Rewrite the data below, putting "mark a single point" wherever "place one point" occurs and leaving everything else unchanged. Omit the pictures from your answer.

/---

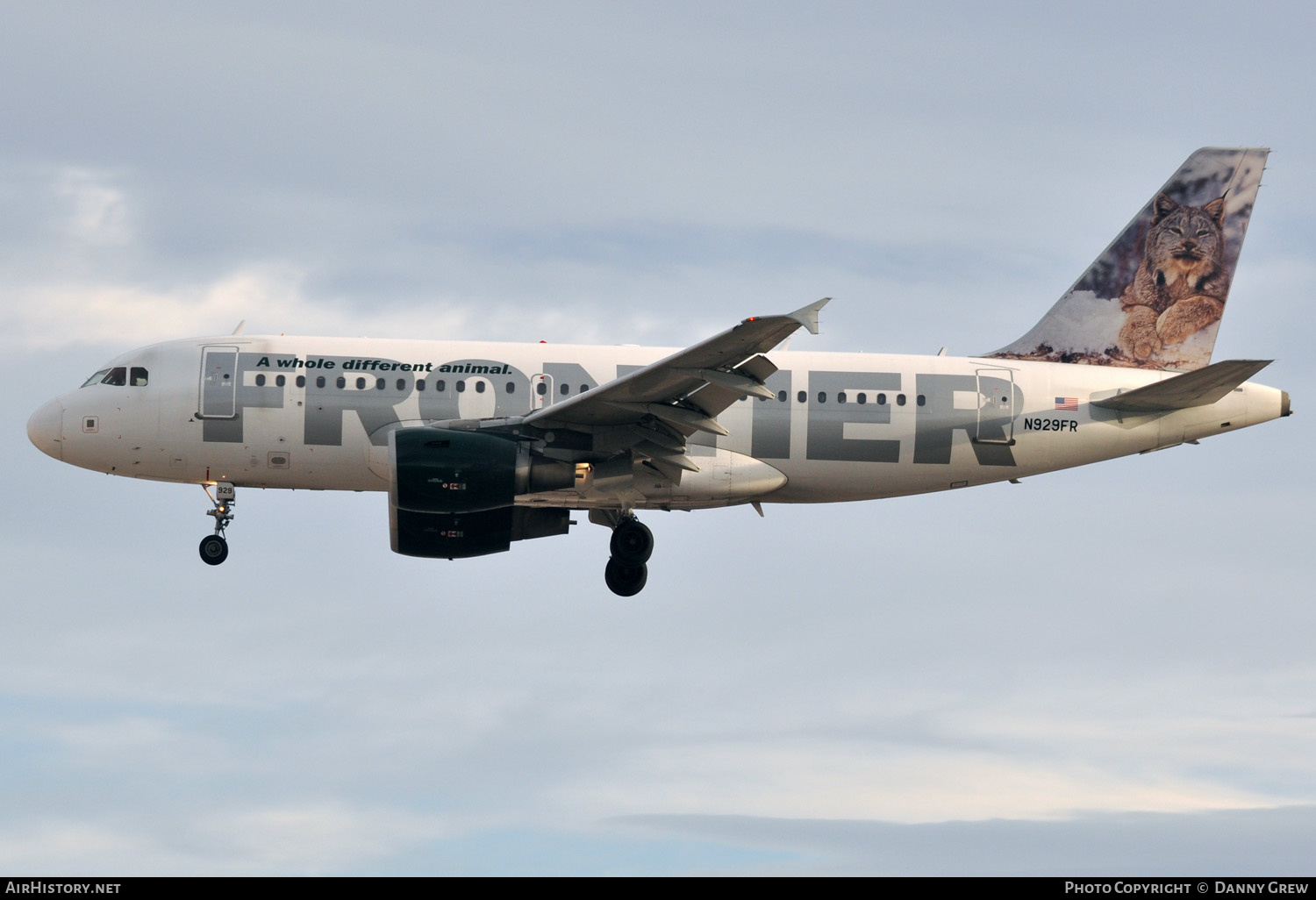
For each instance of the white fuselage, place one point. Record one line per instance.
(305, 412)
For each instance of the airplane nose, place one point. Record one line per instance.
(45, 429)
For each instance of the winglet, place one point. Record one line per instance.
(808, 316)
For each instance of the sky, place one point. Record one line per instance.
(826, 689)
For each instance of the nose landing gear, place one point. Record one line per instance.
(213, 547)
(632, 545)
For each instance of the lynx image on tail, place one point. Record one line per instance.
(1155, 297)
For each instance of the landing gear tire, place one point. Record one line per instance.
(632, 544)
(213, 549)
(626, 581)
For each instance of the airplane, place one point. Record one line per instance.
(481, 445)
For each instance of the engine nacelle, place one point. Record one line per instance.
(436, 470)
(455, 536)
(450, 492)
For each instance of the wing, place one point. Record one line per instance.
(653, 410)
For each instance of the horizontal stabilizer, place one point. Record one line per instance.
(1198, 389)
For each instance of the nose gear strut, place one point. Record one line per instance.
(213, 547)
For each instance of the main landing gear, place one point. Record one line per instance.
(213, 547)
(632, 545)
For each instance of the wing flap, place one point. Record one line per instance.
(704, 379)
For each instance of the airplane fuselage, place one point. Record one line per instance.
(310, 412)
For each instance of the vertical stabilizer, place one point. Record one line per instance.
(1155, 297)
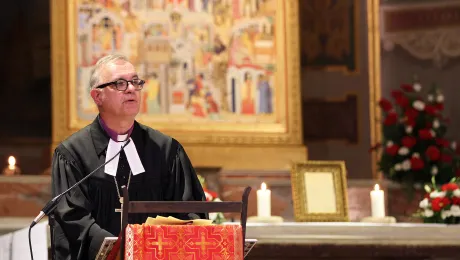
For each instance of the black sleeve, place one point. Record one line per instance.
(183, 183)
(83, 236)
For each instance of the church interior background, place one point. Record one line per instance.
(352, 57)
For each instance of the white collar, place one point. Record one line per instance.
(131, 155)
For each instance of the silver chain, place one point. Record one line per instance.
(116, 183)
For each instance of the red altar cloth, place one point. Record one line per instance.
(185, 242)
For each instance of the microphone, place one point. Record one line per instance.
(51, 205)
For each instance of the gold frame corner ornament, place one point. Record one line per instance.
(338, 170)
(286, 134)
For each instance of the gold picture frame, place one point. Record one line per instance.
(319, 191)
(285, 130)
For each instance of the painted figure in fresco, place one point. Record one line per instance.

\---

- Reply -
For each instance of the white fuselage, mark a single point. Record one line per instance.
(305, 412)
For each instance of the airplane nose, mark a single point. Record one line per instance.
(45, 429)
For each instance of the winglet, mark a single point. Record one line per instance.
(808, 316)
For each instance of the sky, mark a single point. Record one line per instance.
(826, 689)
For each instance of the nose landing gear, mark a single point. Record one line per instance.
(213, 547)
(632, 545)
For each instance of the lynx image on tail, mark a single point. Record one line per instance.
(1155, 297)
For each instance of the landing gear tire, mark a single point. Record one line per instance.
(632, 544)
(213, 549)
(626, 581)
For each instance of the airplane, mark a single point. Record one line per instance.
(481, 445)
For each instance of the engine nacelle, mark a single point. Record one line per instance.
(436, 470)
(455, 536)
(450, 492)
For each instance of the wing, mark a single point. Record one line per instance.
(653, 410)
For each instance of the horizontal stabilizer, mark a single point. Record one line per instance.
(1198, 389)
For each instance of the nose gear strut, mark a single point. Record one line per instance.
(213, 547)
For each instance of the main landing gear, mark a single point. Record one line per instance.
(213, 547)
(632, 545)
For each instance of the wing flap, mark a single point. Record one line per instance.
(704, 379)
For each instance of the airplane fuselage, mark a single point. Record one line per instance.
(310, 412)
For each instance of the vertical stabilizer, mark a single point. Record one line per instance.
(1155, 297)
For each instance of the black sleeve, mark a single point. Record one line per instance.
(183, 183)
(83, 236)
For each instance of the church interior background, mark a single point. Record one line per instance.
(352, 57)
For each instance of the white collar, mark a single point. Record one line per instance.
(131, 155)
For each instance of the silver chain, mark a single point. Record one line per instance.
(116, 183)
For each instance of the red altar cloth, mark a single point. Record one line per instance.
(185, 242)
For each instance of the microphone, mark a single point. Record one line per instance.
(51, 205)
For each instance of the gold frame corner ornament, mark a single point. Record one line per instance.
(338, 170)
(286, 134)
For each instance of the gold picture frame, mark a single point. Record one line per instance.
(319, 191)
(285, 130)
For each instance of the painted figure in fresco, mark a single point. Record one line per instance.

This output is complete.